◆ Instructions for the task:
Without changing anything, reproduce every record below.

◆ Records to use:

_ _ _ _

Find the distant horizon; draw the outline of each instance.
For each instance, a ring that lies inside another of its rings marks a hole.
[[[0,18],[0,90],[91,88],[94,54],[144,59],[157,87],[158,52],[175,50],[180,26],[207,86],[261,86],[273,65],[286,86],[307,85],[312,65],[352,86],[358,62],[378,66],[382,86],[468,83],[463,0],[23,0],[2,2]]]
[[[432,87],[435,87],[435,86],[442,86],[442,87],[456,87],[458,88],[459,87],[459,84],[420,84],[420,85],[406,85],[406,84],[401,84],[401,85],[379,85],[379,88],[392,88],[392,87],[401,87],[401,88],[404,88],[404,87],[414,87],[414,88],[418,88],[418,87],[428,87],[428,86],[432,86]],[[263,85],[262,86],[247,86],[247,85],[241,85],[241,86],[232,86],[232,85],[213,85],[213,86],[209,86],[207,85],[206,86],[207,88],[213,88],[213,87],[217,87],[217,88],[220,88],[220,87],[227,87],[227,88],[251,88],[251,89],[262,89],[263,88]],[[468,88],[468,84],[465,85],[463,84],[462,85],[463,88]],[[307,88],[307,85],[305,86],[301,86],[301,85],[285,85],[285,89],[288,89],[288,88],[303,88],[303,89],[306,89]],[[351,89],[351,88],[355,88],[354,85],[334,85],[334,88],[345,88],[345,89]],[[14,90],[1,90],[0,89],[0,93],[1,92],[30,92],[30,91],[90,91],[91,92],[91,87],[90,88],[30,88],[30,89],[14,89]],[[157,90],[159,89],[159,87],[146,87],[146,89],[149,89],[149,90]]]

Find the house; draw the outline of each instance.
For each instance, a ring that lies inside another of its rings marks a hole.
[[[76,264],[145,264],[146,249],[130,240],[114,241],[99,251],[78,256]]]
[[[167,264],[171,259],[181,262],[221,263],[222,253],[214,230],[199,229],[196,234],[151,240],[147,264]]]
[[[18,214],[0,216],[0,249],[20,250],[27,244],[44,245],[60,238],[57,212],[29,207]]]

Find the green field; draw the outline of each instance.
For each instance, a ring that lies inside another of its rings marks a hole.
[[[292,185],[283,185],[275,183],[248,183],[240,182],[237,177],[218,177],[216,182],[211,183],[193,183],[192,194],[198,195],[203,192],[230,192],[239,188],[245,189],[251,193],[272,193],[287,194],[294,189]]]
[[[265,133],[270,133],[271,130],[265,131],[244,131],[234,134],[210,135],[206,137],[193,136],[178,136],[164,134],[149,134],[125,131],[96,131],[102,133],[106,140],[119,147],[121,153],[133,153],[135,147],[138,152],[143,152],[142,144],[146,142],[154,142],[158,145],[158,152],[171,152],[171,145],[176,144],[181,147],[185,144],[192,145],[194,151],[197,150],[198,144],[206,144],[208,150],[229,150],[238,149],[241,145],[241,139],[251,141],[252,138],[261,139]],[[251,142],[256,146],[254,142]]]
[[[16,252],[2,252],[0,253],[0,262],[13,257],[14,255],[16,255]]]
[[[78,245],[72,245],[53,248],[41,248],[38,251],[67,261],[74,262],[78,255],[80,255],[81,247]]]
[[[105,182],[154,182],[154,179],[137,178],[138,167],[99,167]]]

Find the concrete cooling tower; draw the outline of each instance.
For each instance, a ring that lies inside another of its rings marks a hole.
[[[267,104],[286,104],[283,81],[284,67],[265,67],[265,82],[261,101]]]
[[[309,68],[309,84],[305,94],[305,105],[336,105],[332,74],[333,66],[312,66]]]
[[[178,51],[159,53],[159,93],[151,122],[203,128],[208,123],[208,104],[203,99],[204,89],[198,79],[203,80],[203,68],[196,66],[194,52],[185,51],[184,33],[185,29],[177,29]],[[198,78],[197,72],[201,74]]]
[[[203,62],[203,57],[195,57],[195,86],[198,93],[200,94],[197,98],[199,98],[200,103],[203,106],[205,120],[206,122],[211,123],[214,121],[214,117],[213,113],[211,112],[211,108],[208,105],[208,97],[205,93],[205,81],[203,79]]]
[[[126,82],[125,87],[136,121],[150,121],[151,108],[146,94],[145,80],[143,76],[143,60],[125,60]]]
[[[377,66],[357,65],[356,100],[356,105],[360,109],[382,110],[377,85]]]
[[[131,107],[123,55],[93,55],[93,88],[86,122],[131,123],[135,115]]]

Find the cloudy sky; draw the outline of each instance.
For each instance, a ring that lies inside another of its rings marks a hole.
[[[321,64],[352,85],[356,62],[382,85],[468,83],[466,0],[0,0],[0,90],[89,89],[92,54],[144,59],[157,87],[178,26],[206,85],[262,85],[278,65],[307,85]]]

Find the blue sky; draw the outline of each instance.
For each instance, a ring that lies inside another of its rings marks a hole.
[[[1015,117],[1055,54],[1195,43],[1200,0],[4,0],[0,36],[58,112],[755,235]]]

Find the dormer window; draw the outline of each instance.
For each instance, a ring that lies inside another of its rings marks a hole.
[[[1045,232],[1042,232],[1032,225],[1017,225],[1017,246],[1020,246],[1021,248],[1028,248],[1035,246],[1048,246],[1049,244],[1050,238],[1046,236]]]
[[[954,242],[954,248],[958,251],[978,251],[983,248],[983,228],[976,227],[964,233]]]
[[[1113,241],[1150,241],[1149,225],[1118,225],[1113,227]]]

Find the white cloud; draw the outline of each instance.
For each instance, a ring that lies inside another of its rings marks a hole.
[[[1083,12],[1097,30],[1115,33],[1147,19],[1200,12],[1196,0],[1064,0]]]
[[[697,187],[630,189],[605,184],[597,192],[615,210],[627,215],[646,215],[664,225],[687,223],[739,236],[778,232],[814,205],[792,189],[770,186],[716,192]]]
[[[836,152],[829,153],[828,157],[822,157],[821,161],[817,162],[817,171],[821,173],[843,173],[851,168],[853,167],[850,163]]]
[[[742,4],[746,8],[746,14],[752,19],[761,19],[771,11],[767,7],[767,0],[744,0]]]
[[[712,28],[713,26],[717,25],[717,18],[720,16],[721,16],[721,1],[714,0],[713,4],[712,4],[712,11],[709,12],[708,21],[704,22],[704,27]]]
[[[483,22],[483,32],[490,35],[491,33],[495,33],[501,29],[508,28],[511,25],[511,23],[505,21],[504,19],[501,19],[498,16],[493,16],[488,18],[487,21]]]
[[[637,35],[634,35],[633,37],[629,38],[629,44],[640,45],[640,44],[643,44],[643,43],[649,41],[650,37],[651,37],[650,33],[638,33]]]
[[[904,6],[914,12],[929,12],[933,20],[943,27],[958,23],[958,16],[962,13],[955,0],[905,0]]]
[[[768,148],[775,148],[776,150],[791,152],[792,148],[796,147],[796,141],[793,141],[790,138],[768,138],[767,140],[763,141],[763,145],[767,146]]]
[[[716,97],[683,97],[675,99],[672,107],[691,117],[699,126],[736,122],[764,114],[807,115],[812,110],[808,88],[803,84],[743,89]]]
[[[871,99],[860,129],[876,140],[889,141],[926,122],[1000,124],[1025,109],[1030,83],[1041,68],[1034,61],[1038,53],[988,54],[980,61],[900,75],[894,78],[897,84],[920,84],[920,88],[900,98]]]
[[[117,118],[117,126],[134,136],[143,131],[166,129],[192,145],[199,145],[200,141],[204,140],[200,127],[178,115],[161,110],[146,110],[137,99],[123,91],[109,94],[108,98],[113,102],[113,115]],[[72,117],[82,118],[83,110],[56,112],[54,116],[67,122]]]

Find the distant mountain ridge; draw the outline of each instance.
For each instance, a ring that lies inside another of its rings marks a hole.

_ _ _ _

◆ Answer to this problem:
Find the distant horizon; draw the outline of each instance.
For each instance, a ring that lies inside another of its rings marks a hole.
[[[0,18],[0,90],[91,88],[94,54],[144,59],[157,87],[158,52],[175,50],[180,26],[207,86],[261,86],[273,65],[286,86],[307,85],[312,65],[352,86],[358,62],[378,66],[382,86],[468,83],[463,0],[23,0],[2,2]]]
[[[432,87],[435,87],[435,86],[442,86],[442,87],[456,87],[458,88],[459,87],[459,84],[420,84],[420,85],[406,85],[406,84],[401,84],[401,85],[379,85],[379,88],[392,88],[392,87],[401,87],[401,88],[404,88],[404,87],[414,87],[414,88],[418,88],[418,87],[428,87],[428,86],[432,86]],[[263,85],[262,86],[247,86],[247,85],[241,85],[241,86],[232,86],[232,85],[213,85],[213,86],[209,86],[207,85],[206,86],[207,88],[213,88],[213,87],[217,87],[217,88],[220,88],[220,87],[227,87],[227,88],[251,88],[251,89],[262,89],[263,88]],[[468,88],[468,84],[465,85],[463,84],[462,85],[463,88]],[[307,88],[307,85],[305,86],[301,86],[301,85],[285,85],[285,89],[288,89],[288,88],[303,88],[303,89],[306,89]],[[351,89],[351,88],[355,88],[354,85],[334,85],[334,88],[345,88],[345,89]],[[14,90],[1,90],[0,89],[0,93],[1,92],[30,92],[30,91],[90,91],[91,92],[91,87],[90,88],[30,88],[30,89],[14,89]],[[157,90],[159,89],[159,87],[146,87],[146,89],[149,89],[149,90]]]

Find the house; draw the outline of each instance.
For each instance, a ring that lies inside another of its rings marks a hole.
[[[76,264],[145,264],[146,249],[130,240],[114,241],[99,251],[78,256]]]
[[[167,264],[171,259],[181,262],[221,263],[222,253],[214,230],[199,229],[196,234],[151,240],[147,264]]]
[[[18,214],[0,216],[0,249],[20,250],[27,244],[44,245],[60,238],[57,212],[29,207]]]

Find the green field; draw the outline of each instance.
For each instance, a ring that lies inside another of its rings marks a hole.
[[[292,185],[283,185],[275,183],[248,183],[240,182],[237,177],[218,177],[216,182],[211,183],[193,183],[192,194],[198,195],[203,192],[230,192],[239,188],[245,189],[251,193],[272,193],[287,194],[294,189]]]
[[[265,133],[270,133],[271,130],[265,131],[244,131],[234,134],[210,135],[206,137],[193,136],[178,136],[164,134],[149,134],[125,131],[96,131],[102,133],[106,140],[119,147],[121,153],[133,153],[135,147],[138,152],[143,152],[142,144],[146,142],[154,142],[158,145],[158,152],[171,152],[171,145],[176,144],[181,147],[185,144],[192,145],[194,151],[197,150],[198,144],[206,144],[208,150],[229,150],[238,149],[241,145],[241,139],[251,141],[252,138],[261,139]],[[251,142],[256,146],[254,142]]]
[[[16,252],[2,252],[0,253],[0,262],[13,257],[14,255],[16,255]]]
[[[78,245],[72,245],[53,248],[41,248],[38,251],[67,261],[74,262],[78,255],[80,255],[81,247]]]
[[[105,182],[154,182],[154,179],[137,178],[138,167],[99,167]]]

Find the concrete cooling tower; draw the outline of each instance.
For each instance, a ring that lies inside another of its rings marks a hole.
[[[267,104],[286,104],[283,81],[284,67],[265,67],[265,82],[261,101]]]
[[[309,68],[309,84],[305,94],[305,105],[336,105],[332,74],[333,66],[312,66]]]
[[[178,51],[159,53],[159,93],[151,122],[203,128],[208,123],[208,104],[203,99],[204,89],[198,79],[203,80],[203,68],[196,66],[194,52],[185,51],[184,33],[185,29],[177,29]],[[198,78],[197,72],[201,74]]]
[[[203,62],[203,57],[195,57],[195,86],[198,93],[200,94],[197,98],[199,98],[200,103],[203,106],[205,120],[206,122],[211,123],[214,121],[214,117],[213,113],[211,112],[211,108],[208,105],[208,97],[205,93],[205,81],[203,79]]]
[[[126,82],[125,87],[136,121],[150,121],[151,108],[146,94],[145,80],[143,76],[143,60],[125,60]]]
[[[377,66],[357,65],[356,100],[356,105],[360,109],[382,110],[377,85]]]
[[[131,107],[123,55],[93,55],[93,88],[86,122],[131,123],[135,115]]]

Find the cloudy sky; draw the outline of each instance.
For each instance, a ring that lies inside another of its rings marks a hole.
[[[321,64],[352,85],[356,62],[382,85],[468,83],[466,0],[0,0],[0,90],[89,89],[92,54],[144,59],[157,87],[178,26],[206,85],[262,85],[278,65],[307,85]]]

Find the blue sky; draw the outline of each instance.
For each instance, a ring that lies inside another of its rings marks a hole.
[[[1015,117],[1055,54],[1195,43],[1200,0],[4,0],[0,36],[58,112],[755,235]]]

Find the dormer window; draw the outline of each instance.
For each instance, a ring that lies inside another of its rings marks a hole.
[[[1045,232],[1042,232],[1032,225],[1017,225],[1017,246],[1020,246],[1021,248],[1028,248],[1035,246],[1048,246],[1049,244],[1050,238],[1046,236]]]
[[[954,242],[954,248],[958,251],[978,251],[983,248],[983,228],[976,227],[964,233]]]
[[[1113,241],[1150,241],[1149,225],[1118,225],[1113,227]]]

Find the white cloud; draw the outline of each instance.
For each instance, a ring that lies inside another of its rings marks a hole.
[[[1083,12],[1097,30],[1115,33],[1147,19],[1200,12],[1196,0],[1064,0]]]
[[[697,187],[630,189],[605,184],[597,192],[615,210],[627,215],[646,215],[664,225],[687,223],[739,236],[778,232],[814,205],[792,189],[770,186],[716,192]]]
[[[836,152],[829,153],[828,157],[822,157],[821,161],[817,162],[817,171],[821,173],[843,173],[851,168],[853,167],[850,163]]]
[[[742,4],[746,8],[746,14],[752,19],[761,19],[771,11],[767,7],[767,0],[744,0]]]
[[[712,28],[713,26],[717,25],[717,18],[720,16],[721,16],[721,1],[714,0],[713,4],[712,4],[712,11],[709,12],[708,21],[704,22],[704,27]]]
[[[483,22],[483,32],[490,35],[491,33],[495,33],[501,29],[508,28],[511,25],[511,23],[505,21],[504,19],[501,19],[498,16],[493,16],[488,18],[487,21]]]
[[[637,35],[634,35],[633,37],[629,38],[629,44],[640,45],[640,44],[643,44],[643,43],[649,41],[650,37],[651,37],[650,33],[638,33]]]
[[[904,6],[914,12],[929,12],[933,20],[943,27],[958,23],[958,16],[962,13],[955,0],[905,0]]]
[[[768,148],[775,148],[776,150],[791,152],[792,148],[796,147],[796,141],[793,141],[790,138],[768,138],[767,140],[763,141],[763,145],[767,146]]]
[[[716,97],[683,97],[675,99],[672,107],[691,117],[699,126],[736,122],[764,114],[807,115],[812,110],[808,88],[803,84],[743,89]]]
[[[871,99],[860,129],[876,140],[889,141],[926,122],[1000,124],[1025,109],[1030,83],[1041,68],[1034,61],[1038,53],[988,54],[980,61],[900,75],[894,78],[897,84],[920,84],[920,88],[900,98]]]
[[[117,118],[117,126],[134,136],[143,131],[166,129],[192,145],[199,145],[200,141],[204,140],[200,127],[178,115],[161,110],[146,110],[137,99],[123,91],[109,94],[108,98],[113,102],[113,115]],[[72,117],[82,118],[83,110],[56,112],[54,116],[67,122]]]

Find the distant mountain ridge; draw the outline of each instance.
For each instance, a ring that lies inside another of its rings marks a hole.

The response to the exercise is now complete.